-- begin Listing --
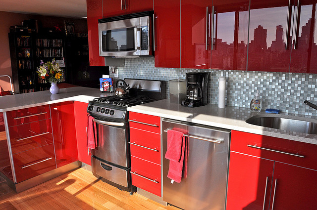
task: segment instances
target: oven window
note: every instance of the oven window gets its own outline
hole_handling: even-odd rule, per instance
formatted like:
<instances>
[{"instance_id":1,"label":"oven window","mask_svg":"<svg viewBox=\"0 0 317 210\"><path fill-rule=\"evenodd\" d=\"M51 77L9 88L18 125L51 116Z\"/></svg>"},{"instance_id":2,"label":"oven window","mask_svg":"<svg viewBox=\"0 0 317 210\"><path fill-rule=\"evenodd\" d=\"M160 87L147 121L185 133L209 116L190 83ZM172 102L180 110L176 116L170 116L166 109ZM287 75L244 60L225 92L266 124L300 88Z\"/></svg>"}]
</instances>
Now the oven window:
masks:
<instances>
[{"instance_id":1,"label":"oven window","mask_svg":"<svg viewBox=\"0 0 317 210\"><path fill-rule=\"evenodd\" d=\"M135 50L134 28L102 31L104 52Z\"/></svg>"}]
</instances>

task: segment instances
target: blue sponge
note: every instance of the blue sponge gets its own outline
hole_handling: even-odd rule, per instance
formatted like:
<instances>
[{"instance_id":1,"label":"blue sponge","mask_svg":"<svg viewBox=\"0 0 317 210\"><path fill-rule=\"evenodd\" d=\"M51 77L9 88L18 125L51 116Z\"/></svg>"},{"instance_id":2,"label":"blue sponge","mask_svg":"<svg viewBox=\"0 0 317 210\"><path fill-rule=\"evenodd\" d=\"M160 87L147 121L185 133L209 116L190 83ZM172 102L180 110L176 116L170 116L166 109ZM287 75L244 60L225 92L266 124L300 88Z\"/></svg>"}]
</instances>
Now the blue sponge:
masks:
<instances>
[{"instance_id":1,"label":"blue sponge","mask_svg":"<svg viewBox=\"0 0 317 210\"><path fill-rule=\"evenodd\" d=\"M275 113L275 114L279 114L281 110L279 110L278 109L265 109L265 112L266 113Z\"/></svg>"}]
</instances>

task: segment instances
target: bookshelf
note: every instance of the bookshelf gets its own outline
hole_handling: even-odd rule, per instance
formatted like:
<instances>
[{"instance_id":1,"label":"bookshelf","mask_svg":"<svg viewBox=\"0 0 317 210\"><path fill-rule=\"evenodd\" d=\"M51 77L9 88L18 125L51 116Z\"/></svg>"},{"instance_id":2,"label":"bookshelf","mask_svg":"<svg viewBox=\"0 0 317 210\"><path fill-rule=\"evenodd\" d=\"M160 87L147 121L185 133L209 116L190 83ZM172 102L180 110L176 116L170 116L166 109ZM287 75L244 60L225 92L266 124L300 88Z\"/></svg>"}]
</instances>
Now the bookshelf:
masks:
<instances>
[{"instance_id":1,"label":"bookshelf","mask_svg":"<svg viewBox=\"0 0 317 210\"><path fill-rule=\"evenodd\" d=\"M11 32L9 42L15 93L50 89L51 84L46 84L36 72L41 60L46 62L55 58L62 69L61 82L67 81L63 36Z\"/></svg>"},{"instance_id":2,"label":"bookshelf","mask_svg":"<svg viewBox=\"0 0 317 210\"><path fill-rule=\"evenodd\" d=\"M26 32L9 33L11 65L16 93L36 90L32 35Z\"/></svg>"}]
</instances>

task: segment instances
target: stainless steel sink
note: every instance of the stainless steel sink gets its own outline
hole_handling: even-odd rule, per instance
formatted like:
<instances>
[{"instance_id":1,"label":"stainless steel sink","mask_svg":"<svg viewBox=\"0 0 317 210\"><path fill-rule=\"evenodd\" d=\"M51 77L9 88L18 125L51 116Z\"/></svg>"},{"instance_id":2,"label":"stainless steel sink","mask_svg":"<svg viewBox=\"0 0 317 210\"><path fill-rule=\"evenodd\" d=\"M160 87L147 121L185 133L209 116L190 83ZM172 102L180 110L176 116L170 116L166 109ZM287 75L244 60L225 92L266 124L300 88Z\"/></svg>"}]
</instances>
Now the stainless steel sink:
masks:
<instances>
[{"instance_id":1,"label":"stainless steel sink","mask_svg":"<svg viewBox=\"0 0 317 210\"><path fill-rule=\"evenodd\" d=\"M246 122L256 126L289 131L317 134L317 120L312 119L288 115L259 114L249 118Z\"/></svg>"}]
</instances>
-- end Listing --
-- begin Listing --
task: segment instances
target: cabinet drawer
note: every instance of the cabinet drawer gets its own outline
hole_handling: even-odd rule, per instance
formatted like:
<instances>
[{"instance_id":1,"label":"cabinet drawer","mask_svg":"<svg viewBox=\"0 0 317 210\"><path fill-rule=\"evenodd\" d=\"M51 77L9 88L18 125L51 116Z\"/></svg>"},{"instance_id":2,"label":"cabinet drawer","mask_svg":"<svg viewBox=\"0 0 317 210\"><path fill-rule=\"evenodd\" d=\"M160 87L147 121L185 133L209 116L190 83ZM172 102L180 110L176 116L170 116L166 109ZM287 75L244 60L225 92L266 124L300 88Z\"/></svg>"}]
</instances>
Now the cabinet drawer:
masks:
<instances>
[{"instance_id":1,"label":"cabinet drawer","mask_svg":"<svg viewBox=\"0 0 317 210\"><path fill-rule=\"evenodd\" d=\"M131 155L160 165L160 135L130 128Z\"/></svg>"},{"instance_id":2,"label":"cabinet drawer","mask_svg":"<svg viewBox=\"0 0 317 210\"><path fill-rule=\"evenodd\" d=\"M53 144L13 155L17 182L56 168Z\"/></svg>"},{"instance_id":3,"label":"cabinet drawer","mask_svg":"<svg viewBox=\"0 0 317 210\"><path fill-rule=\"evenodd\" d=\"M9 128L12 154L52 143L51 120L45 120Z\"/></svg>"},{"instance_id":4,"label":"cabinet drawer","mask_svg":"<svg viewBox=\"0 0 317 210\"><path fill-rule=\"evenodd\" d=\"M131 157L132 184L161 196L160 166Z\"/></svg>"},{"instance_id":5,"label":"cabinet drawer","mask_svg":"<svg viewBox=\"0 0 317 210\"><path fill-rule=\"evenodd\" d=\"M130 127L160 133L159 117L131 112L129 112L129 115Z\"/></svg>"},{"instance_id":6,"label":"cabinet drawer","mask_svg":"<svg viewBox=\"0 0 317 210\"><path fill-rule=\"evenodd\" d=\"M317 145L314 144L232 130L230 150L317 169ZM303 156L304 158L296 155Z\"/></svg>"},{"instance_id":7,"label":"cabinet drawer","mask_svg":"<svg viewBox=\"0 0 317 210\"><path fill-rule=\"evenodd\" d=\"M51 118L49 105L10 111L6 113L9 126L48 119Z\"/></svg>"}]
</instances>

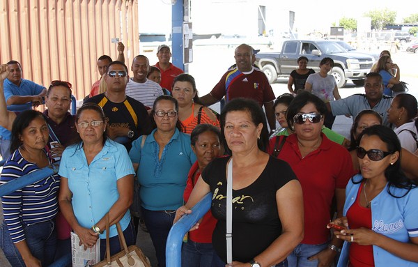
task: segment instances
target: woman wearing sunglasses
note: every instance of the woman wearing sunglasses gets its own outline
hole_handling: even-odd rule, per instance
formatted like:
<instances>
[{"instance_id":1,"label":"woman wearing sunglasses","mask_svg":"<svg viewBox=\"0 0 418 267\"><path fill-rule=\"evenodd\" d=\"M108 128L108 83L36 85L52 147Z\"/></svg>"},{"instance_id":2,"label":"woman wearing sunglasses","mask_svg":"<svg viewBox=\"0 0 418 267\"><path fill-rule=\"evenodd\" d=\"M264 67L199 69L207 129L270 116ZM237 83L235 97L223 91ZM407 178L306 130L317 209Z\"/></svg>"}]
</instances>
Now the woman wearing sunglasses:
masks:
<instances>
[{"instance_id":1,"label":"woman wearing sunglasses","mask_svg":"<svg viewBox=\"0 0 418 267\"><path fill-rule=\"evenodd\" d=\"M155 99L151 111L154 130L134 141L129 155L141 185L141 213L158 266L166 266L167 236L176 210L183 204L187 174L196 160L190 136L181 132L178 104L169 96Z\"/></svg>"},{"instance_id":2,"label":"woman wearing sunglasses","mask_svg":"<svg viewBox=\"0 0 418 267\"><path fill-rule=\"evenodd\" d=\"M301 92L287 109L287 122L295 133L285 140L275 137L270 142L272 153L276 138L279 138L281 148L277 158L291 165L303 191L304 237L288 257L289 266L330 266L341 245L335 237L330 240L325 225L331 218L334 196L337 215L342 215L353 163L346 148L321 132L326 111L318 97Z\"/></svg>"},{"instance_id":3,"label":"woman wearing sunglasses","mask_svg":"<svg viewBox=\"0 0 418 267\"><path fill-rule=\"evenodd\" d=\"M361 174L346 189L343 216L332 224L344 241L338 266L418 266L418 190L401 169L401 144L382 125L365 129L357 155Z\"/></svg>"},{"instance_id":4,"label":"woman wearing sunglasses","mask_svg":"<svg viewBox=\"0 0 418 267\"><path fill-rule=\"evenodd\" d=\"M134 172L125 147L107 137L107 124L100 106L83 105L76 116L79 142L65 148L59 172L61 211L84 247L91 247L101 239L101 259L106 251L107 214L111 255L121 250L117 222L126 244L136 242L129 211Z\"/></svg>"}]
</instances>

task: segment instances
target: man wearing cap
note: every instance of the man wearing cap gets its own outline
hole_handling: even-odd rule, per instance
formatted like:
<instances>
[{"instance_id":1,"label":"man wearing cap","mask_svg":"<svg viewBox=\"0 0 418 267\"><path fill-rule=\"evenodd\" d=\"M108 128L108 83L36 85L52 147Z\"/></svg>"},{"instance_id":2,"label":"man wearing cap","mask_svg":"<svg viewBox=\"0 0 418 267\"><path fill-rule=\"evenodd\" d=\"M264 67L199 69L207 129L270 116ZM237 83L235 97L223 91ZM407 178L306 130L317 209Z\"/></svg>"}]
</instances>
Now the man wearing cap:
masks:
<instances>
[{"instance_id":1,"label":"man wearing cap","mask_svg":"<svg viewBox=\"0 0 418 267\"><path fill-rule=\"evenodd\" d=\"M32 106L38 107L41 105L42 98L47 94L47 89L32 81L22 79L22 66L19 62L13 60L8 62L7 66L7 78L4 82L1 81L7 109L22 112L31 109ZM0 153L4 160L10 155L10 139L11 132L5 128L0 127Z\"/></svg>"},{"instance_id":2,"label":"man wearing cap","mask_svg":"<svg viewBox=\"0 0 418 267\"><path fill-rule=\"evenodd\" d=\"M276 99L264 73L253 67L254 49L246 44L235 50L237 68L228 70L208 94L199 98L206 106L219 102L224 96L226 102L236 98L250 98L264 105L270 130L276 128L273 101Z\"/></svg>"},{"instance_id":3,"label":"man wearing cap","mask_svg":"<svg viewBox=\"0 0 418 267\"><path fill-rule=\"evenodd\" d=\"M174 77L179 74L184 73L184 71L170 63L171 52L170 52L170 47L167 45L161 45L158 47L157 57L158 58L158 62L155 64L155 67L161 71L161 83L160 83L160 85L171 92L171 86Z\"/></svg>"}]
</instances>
-- end Listing --
-- begin Listing --
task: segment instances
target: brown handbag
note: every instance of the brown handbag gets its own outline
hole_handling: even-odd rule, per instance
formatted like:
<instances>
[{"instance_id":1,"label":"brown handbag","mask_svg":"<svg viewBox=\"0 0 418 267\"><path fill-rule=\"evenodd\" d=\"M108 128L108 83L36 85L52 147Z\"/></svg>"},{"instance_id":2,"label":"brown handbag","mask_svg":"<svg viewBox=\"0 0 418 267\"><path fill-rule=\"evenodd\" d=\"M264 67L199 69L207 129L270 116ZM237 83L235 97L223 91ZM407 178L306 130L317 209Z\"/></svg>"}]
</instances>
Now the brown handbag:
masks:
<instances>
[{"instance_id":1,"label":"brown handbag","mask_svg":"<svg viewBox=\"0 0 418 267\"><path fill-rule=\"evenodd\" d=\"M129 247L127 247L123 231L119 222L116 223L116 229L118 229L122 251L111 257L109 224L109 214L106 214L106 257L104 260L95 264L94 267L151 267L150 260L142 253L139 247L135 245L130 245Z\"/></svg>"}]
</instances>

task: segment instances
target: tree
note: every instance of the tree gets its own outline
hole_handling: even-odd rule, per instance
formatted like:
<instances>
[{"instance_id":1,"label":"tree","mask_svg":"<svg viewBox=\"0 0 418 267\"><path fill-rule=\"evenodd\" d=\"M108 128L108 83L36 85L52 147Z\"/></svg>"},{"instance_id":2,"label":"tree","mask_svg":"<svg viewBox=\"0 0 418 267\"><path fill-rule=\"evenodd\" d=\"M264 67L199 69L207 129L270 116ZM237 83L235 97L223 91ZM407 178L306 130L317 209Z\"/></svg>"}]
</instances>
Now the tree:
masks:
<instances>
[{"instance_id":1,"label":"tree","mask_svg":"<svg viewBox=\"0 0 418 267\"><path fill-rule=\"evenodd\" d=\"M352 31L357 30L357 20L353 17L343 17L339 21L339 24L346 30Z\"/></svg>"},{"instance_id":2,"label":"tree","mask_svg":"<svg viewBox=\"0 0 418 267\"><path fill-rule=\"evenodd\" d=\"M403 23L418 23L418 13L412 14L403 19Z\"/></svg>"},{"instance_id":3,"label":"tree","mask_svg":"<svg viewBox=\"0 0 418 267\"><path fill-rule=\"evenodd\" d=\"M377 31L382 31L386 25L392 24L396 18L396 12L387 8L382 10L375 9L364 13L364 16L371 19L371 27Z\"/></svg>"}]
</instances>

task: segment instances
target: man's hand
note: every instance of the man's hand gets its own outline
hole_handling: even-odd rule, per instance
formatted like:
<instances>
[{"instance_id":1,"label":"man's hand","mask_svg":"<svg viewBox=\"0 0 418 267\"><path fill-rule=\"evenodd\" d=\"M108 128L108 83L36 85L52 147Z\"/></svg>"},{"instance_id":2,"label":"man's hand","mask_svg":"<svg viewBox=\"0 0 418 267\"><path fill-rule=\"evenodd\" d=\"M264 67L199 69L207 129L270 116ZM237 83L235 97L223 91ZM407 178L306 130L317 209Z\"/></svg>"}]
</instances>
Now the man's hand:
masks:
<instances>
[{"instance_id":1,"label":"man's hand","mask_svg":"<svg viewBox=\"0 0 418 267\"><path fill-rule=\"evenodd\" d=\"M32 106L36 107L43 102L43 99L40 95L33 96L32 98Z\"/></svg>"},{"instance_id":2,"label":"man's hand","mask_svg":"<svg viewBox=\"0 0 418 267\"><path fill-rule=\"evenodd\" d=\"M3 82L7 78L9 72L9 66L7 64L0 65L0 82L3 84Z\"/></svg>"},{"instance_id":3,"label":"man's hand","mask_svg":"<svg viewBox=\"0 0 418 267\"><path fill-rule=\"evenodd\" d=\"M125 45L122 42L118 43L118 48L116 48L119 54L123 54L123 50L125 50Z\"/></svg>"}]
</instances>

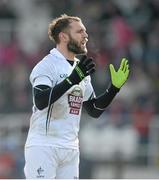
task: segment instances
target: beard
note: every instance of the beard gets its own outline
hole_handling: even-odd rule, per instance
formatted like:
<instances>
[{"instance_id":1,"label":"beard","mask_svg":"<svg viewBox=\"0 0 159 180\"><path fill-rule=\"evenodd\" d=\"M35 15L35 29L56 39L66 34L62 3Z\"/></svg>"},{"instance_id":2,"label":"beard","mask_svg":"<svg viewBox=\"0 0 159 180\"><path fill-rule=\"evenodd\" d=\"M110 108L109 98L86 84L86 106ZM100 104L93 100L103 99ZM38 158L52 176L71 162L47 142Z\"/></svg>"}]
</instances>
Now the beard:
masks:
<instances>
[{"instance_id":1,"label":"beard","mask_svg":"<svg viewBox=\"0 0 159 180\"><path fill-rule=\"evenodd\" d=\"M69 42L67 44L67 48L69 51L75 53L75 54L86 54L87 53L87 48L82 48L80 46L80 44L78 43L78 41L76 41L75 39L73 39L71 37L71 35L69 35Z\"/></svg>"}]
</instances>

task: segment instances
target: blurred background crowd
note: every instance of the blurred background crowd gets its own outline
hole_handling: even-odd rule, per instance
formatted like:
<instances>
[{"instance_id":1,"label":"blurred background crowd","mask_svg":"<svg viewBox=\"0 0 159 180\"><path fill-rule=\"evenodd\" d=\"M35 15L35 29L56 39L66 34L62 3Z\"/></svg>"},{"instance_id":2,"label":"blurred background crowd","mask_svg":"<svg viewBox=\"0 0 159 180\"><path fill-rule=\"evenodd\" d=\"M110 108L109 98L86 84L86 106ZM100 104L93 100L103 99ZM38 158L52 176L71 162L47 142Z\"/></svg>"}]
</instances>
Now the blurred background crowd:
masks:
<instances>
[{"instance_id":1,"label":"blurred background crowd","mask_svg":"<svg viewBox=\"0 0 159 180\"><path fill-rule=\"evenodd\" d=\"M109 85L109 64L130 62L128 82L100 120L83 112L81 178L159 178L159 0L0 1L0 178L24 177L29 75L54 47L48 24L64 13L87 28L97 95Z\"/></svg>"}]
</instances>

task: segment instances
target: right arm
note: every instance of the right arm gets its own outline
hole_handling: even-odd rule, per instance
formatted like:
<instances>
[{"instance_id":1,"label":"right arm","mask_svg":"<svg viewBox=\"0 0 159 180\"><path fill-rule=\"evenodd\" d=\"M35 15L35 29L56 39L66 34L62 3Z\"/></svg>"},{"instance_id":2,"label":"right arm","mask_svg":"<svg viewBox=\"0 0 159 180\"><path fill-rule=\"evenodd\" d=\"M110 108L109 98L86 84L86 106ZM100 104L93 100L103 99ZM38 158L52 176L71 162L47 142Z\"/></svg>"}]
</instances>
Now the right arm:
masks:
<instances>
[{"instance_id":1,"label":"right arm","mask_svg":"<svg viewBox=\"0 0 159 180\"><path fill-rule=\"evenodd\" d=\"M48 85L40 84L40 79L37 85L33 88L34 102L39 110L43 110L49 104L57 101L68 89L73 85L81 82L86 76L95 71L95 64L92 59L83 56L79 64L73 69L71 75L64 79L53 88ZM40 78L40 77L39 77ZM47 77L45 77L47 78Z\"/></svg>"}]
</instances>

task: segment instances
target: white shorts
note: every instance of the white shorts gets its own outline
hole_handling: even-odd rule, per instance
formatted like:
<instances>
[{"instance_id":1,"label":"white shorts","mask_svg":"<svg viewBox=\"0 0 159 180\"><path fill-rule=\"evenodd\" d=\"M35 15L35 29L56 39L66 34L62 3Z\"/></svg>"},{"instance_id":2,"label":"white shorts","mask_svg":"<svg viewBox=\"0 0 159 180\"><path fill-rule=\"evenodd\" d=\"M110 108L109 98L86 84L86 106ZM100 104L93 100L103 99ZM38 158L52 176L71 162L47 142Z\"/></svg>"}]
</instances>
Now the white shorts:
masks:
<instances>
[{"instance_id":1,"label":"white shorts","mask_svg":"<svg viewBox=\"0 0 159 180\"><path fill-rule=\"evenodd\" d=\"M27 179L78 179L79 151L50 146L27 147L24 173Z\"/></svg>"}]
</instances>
-- end Listing --
(Your task):
Please pull out every line of the entries above that contains the string "oven", treating uppercase and lowercase as different.

(Solution to this task):
target: oven window
note: every instance of the oven window gets its own outline
[{"instance_id":1,"label":"oven window","mask_svg":"<svg viewBox=\"0 0 317 210\"><path fill-rule=\"evenodd\" d=\"M51 77L9 88L18 125L51 116Z\"/></svg>"},{"instance_id":2,"label":"oven window","mask_svg":"<svg viewBox=\"0 0 317 210\"><path fill-rule=\"evenodd\" d=\"M160 87L147 121L185 133L209 116L190 83ZM172 102L180 110L176 116L170 116L166 109ZM287 75L244 60L225 92L266 124L300 88Z\"/></svg>"}]
Now the oven window:
[{"instance_id":1,"label":"oven window","mask_svg":"<svg viewBox=\"0 0 317 210\"><path fill-rule=\"evenodd\" d=\"M135 50L134 28L102 31L104 52Z\"/></svg>"}]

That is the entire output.